Start Selection
There seems to be a late effort to lobby Obama not to veto the Palestinian bid for statehood at the Security Council. Jimmy Carter was on NPR’s All Things Considered today urging the president to stand out of the way (and host Guy Raz seemed incredulous). Now this letter to Obama from a former ambassador, Charles O. Cecil, ambassador to Niger under Clinton, is getting wide circulation in email lists I’m on.

Dear Mr. President:

Just think for a minute—what would happen if the United States abstained when the Palestinian question comes before the UN Security Council in the next week or two?

The resolution would pass. The world would be stunned. The United States would enter an entirely new era in our relations with the Muslim countries of the world. The vision you outlined in Cairo for better relations with the Islamic world would take the largest step forward of your presidency. The United States would once again have regained the high moral ground we so often claim to occupy. The energies loosed by the “Arab spring” would continue to be devoted to their own domestic affairs rather than being diverted into condemning the United States. We are hypocrites when we claim to want justice for the Palestinians but we do nothing meaningful to help achieve this.

On the other hand, if the United States vetoes the Palestinian request for statehood, we will damage our position in the Islamic world—not merely the Arab World—for untold years to come. We will become the object of retribution throughout the Muslim world, and will give new energy to the lagging efforts of al-Qaida to retaliate against us. I served my country 36 years in the Foreign Service of the United States, ten assignments in ten Muslim countries. I know the power of this issue. Why would we want to give new impetus to anti-American sentiment throughout the Muslim world?

Mr. Netanyahu’s office has issued a statement saying “Peace will be achieved only through direct negotiations with Israel.” You know, and I know, that Mr. Netanyahu has no intention of concluding a just and fair peace with the Palestinian Authority. His only concern is to continue the inexorable construction of more settlements, creating more “facts on the ground” until the idea of an independent Palestinian state becomes a mere memory of a bygone era. When Israel declared its independence in 1948 it did not do so after direct negotiations with Palestine. If Israel really wants to negotiate with the Palestinians, why would negotiating with an independent Palestinian government, on an equal footing, deter it from engaging in these negotiations? 

The Reagan administration launched an international information campaign under the slogan “Let Poland be Poland.” It’s time we let Palestine be Palestine.

Abstain from this upcoming vote. Just think about it.
End Selection
▶ Instructions:
**a.** In the passage on the Palestinian statehood bid, how many years did the letter's writer serve in the Foreign Service of the United States?
**b.** Copy out part of the passage on the Palestinian statehood bid, beginning at the words "Just think for" and stopping after the words "help achieve this.".
Start Dataset extract
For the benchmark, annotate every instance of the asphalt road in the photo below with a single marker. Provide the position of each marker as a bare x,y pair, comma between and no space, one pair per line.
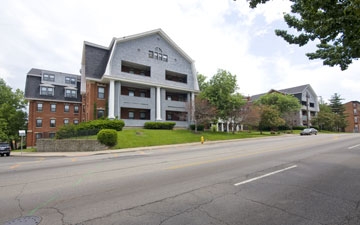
End Dataset extract
▶ Final answers:
**a.** 36 years.

**b.**
Just think for a minute—what would happen if the United States abstained when the Palestinian question comes before the UN Security Council in the next week or two?

The resolution would pass. The world would be stunned. The United States would enter an entirely new era in our relations with the Muslim countries of the world. The vision you outlined in Cairo for better relations with the Islamic world would take the largest step forward of your presidency. The United States would once again have regained the high moral ground we so often claim to occupy. The energies loosed by the “Arab spring” would continue to be devoted to their own domestic affairs rather than being diverted into condemning the United States. We are hypocrites when we claim to want justice for the Palestinians but we do nothing meaningful to help achieve this.